What is needed | Please retype the records from the very first line through the line with "[(531, 535)]", keeping both ends and leaving out the pictures.
--- START Data ---
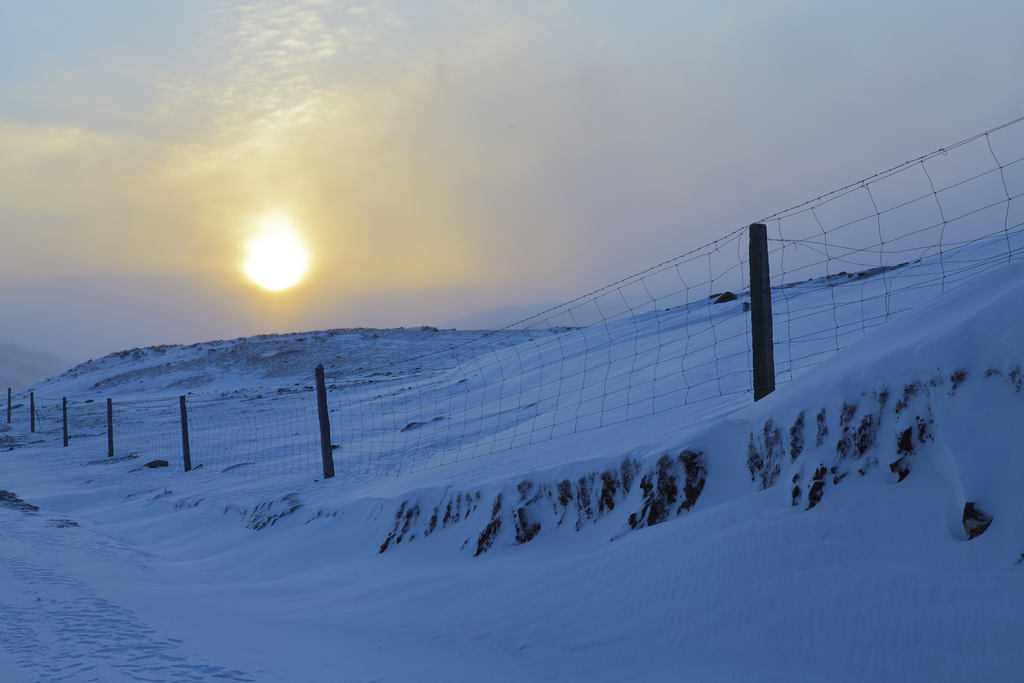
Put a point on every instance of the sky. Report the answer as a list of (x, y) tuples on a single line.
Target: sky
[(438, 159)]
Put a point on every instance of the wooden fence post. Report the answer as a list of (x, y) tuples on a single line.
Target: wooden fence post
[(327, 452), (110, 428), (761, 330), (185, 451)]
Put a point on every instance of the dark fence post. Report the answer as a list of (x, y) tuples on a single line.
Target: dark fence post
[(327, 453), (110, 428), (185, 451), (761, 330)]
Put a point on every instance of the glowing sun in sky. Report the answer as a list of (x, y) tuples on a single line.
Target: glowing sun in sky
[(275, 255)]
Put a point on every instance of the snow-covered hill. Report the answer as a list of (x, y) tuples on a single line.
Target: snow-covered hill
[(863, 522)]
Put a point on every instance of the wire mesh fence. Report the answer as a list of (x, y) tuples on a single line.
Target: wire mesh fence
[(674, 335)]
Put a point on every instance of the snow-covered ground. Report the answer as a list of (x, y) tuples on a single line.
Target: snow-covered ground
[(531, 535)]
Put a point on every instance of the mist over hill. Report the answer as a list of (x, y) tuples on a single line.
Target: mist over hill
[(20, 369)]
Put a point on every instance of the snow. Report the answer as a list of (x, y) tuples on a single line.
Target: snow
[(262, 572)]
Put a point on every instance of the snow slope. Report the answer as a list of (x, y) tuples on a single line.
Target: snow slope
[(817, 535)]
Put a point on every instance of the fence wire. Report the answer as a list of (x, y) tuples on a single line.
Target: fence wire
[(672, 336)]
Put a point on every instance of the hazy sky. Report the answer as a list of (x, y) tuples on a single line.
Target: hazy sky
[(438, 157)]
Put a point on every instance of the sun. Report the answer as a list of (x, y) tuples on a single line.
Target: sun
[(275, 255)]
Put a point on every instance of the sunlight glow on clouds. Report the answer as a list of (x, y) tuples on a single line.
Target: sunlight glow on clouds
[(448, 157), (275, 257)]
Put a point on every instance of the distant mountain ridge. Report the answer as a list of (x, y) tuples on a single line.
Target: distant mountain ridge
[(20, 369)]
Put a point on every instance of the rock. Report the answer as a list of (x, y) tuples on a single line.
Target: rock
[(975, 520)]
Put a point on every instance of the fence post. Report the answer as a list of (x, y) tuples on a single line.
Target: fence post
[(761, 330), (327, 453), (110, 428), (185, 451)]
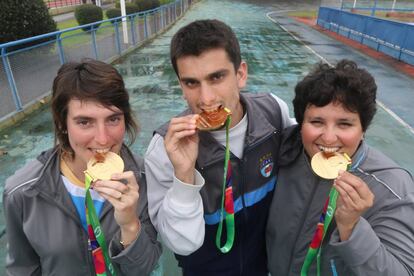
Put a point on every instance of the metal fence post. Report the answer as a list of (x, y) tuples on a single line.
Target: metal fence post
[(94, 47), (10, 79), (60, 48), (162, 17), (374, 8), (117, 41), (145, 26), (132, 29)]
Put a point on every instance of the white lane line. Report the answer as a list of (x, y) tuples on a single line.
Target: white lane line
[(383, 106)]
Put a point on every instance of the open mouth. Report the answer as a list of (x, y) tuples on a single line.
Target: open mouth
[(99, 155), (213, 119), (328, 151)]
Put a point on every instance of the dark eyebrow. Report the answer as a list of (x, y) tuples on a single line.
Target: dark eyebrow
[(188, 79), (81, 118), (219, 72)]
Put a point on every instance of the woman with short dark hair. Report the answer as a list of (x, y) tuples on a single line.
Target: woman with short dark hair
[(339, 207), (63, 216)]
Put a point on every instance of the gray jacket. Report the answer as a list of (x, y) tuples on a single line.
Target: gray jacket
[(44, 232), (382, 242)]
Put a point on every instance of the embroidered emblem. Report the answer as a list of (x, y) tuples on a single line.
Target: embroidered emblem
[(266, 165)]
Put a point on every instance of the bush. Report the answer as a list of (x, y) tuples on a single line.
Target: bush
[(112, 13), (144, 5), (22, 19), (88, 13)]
--- END Data ---
Result |
Put a point on every instance of the sky. Report the answer as a list of (x, y) tuples on a single line.
Target: sky
[(438, 159)]
Put a point on every instance of the wooden fence post. Report the answer as a list of (x, y) tuples on a single line.
Target: wooden fence post
[(327, 452), (110, 428), (761, 330), (185, 451)]
Put a point on every instance of the dark fence post. Report the answer as a list of (x, y) tuples on a single line.
Target: dark fence post
[(327, 453), (110, 428), (185, 451), (761, 330)]
Put a point on every instance of the glowing sun in sky. Report the answer as a list of (x, y) tuples on a single line.
Target: glowing sun in sky
[(275, 255)]
Put a point on every instance of the snow-covered hill. Report the answer as a list of (x, y) tuples on a single line.
Target: snow-covered hill
[(863, 522)]
Put a point on every instance of the wire mesh fence. Report the answer as a list of (x, y) tuples on a single line.
Target: wire mesh fence
[(674, 335)]
Put a point on every instance of the snow-covered ground. Report the answer as a list of (x, y) tuples on a single line.
Target: snow-covered ground
[(531, 535)]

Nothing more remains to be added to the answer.